Week In Review: On the Up and Up 14 May 2021

Week In Review:  On the Up and Up

US equity indexes were down on the week: DJIA -1.1%, S&P 500 -1.4%, NASDAQ  -2.3%. Wednesday had the largest drawn down in the indexes. See here for equity drawdowns in context looking at two-week periods since January 2018. For the Nasdaq it was a big, unusually quick move. On Friday, the indexes rallied but still finished lower on week.  The catalyst for the sell-off was inflation fears hitting sentiment as US April CPI came in hot (see paragraph below).  

On the Up and Up:  Senior Advisor Chris Marsh took a look at the CPI numbers: “The US Consumer Price Index (CPI) surprised sharply to the upside this week, recording 4.1%YoY (3.6% expected) with Core CPI at 3.0%YoY (2.3% expected.) The chart below shows the 25 largest price increases (MoM%) by individual product category. The 5 largest price increases were in car and truck rentals, airline fares, admission to sporting events, used cars and trucks, and lodging away from home (including hotels and motels.) Also noteworthy are the increases in prices of children’s clothing and footwear as well as toys and playground equipment.
----------------
From the weekly market review, reproduce word for word the passage that begins with the words containing "US equity indexes" and ends with "hot (see paragraph below).".
----------------
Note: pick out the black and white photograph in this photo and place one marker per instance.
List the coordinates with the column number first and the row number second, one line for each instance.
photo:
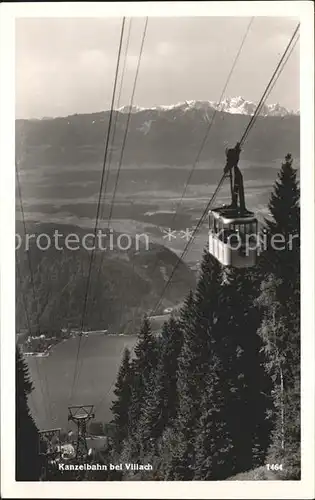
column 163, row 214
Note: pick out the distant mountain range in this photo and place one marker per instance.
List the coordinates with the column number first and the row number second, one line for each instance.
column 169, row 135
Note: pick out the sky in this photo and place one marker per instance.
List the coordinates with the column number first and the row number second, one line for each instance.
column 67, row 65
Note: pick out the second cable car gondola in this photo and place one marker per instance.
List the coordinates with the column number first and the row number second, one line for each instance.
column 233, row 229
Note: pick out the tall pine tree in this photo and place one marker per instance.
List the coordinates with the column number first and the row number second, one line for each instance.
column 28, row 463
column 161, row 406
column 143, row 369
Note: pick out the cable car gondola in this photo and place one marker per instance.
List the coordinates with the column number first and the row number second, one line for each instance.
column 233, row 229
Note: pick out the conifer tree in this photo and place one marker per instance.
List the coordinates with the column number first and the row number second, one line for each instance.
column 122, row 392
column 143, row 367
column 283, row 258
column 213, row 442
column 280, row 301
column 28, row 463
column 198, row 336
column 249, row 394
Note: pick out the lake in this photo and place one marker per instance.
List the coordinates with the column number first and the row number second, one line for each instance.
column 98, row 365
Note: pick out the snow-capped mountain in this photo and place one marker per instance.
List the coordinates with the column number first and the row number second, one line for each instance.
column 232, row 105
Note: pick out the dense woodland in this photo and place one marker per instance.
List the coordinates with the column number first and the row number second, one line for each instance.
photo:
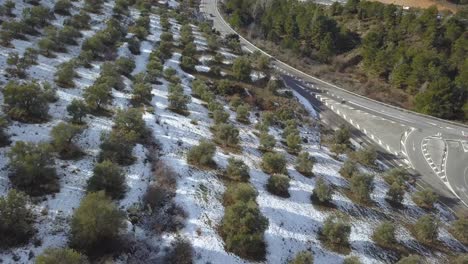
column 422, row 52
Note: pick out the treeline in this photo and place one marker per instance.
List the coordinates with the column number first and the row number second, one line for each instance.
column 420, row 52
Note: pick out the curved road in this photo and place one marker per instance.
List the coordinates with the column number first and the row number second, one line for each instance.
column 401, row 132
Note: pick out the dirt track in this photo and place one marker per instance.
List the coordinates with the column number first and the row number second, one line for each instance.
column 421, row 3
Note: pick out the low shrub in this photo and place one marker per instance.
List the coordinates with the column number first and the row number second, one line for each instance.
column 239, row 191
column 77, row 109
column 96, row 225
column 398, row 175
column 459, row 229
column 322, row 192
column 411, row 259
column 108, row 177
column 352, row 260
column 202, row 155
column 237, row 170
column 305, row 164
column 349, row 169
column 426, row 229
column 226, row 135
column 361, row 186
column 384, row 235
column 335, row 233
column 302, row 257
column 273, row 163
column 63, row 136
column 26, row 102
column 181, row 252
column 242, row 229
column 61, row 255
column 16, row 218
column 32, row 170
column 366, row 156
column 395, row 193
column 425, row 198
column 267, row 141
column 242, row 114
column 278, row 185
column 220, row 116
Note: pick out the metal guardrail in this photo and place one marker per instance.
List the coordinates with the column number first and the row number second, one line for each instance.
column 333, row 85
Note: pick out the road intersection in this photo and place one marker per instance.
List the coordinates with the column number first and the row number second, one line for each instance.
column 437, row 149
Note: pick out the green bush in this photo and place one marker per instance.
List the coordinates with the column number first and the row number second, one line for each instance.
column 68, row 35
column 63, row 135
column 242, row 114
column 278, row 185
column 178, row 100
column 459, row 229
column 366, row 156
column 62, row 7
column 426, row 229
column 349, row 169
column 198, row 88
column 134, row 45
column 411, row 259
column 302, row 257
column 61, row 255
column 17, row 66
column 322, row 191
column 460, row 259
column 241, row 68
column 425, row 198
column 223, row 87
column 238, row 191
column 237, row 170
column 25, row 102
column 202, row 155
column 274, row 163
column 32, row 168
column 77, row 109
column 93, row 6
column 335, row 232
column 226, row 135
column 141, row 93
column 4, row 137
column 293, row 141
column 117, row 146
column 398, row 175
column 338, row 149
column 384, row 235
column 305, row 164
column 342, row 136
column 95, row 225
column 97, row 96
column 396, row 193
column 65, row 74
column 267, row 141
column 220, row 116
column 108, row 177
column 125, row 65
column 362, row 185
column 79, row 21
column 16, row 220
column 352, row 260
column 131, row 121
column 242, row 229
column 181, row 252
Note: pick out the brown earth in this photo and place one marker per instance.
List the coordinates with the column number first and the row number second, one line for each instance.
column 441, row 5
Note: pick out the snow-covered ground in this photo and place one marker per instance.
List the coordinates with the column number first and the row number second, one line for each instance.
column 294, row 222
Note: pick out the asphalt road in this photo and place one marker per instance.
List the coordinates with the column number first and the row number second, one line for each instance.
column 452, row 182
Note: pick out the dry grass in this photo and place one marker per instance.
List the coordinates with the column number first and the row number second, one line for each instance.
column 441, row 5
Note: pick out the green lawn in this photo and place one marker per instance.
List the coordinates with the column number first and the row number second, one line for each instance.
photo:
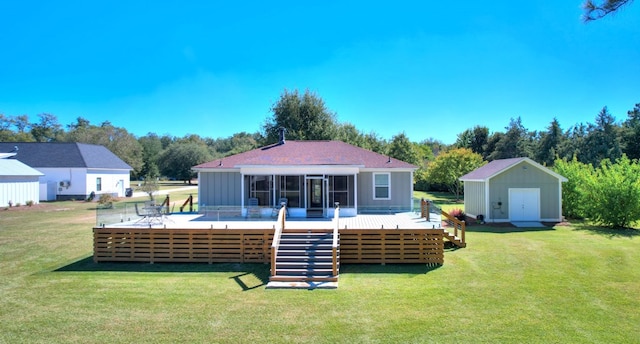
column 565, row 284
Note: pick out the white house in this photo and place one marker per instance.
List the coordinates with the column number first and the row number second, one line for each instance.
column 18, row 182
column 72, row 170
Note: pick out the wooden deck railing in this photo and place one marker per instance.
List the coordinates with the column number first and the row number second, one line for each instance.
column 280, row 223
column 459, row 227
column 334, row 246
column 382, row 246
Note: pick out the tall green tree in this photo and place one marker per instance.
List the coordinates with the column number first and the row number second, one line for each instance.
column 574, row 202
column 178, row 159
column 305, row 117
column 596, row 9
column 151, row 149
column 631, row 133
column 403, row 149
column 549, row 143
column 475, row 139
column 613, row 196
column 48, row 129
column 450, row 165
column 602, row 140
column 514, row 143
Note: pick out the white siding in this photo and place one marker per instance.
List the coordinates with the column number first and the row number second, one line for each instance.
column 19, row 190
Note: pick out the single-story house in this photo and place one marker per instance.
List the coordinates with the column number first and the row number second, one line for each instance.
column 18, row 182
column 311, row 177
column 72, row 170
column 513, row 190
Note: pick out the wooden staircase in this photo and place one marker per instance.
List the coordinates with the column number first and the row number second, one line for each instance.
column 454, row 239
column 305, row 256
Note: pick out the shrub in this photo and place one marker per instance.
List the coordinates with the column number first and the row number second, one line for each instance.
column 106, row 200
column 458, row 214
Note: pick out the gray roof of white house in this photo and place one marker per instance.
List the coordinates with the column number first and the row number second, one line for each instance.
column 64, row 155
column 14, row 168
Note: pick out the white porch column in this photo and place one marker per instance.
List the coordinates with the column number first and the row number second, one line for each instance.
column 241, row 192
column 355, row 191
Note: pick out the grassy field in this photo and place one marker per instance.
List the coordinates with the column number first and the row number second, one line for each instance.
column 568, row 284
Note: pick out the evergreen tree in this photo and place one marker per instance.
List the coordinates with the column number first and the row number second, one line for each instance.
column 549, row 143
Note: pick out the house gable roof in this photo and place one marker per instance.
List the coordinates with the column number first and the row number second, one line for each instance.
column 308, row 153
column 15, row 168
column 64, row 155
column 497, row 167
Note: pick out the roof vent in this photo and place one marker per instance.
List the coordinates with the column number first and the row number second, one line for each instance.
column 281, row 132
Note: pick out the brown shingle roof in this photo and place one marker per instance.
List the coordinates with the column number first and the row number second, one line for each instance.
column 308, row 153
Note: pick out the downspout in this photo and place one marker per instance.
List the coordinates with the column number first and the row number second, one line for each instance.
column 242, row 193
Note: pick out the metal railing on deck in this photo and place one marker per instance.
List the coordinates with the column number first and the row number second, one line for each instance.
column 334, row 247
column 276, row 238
----------------
- **Worked solution**:
US equity indexes were down on the week: DJIA -1.1%, S&P 500 -1.4%, NASDAQ  -2.3%. Wednesday had the largest drawn down in the indexes. See here for equity drawdowns in context looking at two-week periods since January 2018. For the Nasdaq it was a big, unusually quick move. On Friday, the indexes rallied but still finished lower on week.  The catalyst for the sell-off was inflation fears hitting sentiment as US April CPI came in hot (see paragraph below).